Once the line with "of the tiled" is found in the material, write out that line and every later line exactly, through the end.

START Record excerpts

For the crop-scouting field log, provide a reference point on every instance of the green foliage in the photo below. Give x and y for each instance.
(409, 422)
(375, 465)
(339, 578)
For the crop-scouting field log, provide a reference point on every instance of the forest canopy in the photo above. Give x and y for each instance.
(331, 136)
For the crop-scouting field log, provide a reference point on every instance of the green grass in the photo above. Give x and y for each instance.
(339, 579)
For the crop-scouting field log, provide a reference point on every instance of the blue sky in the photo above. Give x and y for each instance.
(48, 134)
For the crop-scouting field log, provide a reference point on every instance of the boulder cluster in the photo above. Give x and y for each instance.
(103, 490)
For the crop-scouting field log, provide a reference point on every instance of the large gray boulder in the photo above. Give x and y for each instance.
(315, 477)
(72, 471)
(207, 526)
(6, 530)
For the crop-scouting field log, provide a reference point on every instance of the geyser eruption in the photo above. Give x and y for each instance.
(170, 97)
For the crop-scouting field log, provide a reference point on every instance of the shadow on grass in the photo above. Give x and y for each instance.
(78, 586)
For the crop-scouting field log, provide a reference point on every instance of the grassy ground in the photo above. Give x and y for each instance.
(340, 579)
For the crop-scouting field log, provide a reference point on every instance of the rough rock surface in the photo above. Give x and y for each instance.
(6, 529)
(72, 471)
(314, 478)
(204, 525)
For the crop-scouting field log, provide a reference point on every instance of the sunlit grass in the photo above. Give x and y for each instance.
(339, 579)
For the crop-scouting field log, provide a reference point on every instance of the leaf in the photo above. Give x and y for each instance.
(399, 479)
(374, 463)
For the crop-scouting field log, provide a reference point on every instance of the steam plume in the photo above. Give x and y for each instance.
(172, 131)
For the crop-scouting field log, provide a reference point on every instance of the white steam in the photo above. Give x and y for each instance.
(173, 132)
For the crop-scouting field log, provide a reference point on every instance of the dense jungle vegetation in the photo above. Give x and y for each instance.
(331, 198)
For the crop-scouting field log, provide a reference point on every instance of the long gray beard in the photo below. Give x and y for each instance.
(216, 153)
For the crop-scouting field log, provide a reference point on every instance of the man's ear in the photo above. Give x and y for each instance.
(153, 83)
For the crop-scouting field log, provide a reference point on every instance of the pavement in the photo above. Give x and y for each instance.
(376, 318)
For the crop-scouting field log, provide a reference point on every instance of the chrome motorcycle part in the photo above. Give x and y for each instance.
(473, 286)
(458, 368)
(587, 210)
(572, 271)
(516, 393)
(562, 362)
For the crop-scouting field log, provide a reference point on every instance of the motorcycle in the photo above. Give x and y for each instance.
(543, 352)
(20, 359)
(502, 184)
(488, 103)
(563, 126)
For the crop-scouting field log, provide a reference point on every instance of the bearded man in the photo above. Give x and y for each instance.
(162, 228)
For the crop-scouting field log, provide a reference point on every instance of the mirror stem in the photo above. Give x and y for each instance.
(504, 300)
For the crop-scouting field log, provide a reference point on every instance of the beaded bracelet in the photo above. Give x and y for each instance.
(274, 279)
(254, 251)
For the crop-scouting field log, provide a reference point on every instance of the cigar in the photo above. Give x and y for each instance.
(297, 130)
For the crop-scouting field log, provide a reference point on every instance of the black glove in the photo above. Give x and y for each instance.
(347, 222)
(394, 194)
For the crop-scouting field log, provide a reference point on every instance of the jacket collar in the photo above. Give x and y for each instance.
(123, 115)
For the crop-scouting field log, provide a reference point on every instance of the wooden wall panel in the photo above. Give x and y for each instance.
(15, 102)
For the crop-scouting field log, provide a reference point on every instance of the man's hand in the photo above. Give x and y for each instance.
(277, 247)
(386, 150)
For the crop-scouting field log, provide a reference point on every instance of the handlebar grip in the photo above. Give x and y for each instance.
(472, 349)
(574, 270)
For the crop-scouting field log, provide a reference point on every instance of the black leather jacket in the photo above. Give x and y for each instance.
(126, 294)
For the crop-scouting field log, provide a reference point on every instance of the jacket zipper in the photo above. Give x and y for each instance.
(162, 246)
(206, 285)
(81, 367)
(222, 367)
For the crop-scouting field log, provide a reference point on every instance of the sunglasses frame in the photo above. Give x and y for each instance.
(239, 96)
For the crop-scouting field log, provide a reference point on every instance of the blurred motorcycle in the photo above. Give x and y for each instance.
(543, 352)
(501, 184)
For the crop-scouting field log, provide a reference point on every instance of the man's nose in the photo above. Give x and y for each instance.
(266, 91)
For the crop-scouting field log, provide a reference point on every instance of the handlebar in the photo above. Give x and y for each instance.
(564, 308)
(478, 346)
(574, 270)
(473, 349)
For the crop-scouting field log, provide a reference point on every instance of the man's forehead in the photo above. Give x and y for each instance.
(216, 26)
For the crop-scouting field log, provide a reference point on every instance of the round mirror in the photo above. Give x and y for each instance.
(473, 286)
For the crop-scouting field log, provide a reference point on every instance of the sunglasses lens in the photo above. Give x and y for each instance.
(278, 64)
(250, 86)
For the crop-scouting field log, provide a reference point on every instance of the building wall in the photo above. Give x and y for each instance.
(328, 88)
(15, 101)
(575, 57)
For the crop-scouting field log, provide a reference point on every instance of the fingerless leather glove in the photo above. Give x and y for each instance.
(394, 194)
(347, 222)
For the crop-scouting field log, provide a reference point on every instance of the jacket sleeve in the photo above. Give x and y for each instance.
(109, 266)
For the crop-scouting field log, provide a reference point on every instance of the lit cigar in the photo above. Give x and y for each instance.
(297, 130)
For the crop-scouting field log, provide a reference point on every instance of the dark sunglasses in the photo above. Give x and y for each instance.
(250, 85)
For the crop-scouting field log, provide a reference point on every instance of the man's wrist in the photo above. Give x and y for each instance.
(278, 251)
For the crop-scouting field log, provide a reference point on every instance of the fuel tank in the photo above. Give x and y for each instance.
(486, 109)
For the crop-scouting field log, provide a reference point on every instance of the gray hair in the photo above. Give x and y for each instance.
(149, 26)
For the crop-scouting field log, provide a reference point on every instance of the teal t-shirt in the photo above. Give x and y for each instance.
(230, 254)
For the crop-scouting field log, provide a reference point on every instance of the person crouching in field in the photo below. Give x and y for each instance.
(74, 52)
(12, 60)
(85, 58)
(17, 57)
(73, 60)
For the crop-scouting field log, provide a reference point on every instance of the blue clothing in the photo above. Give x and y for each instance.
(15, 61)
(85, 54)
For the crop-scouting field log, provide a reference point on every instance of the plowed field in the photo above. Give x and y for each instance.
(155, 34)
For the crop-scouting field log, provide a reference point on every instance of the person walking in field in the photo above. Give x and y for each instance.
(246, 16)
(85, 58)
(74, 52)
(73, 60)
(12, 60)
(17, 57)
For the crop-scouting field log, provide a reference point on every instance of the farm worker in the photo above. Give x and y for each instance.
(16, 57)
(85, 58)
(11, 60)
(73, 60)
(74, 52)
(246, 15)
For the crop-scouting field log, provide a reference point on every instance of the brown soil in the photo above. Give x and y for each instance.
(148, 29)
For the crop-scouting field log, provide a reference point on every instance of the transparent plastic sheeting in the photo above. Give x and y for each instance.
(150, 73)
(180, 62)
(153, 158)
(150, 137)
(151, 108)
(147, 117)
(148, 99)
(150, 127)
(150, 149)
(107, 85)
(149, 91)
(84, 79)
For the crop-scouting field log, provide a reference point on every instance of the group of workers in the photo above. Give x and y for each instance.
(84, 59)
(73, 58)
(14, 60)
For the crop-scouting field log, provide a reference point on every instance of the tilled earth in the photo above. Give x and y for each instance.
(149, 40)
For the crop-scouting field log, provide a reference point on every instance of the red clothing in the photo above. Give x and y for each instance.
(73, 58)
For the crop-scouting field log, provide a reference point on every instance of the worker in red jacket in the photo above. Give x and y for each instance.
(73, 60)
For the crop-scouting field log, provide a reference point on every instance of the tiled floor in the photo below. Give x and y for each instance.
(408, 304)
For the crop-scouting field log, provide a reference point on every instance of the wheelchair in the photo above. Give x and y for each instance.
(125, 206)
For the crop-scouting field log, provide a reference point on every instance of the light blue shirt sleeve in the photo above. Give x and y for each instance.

END Record excerpts

● **Answer box**:
For the crop-scouting field log, provide a reference point on every instance of the tiled floor in the photo below. Give x and y for each instance.
(408, 304)
For the crop-scouting field log, provide a reference point on every instance of the wheelchair in the photo above. Give x and y for each instance.
(125, 206)
For the crop-scouting field log, provide a reference point on every instance of the light blue shirt sleeve in the photo above. Give x and y for each instance.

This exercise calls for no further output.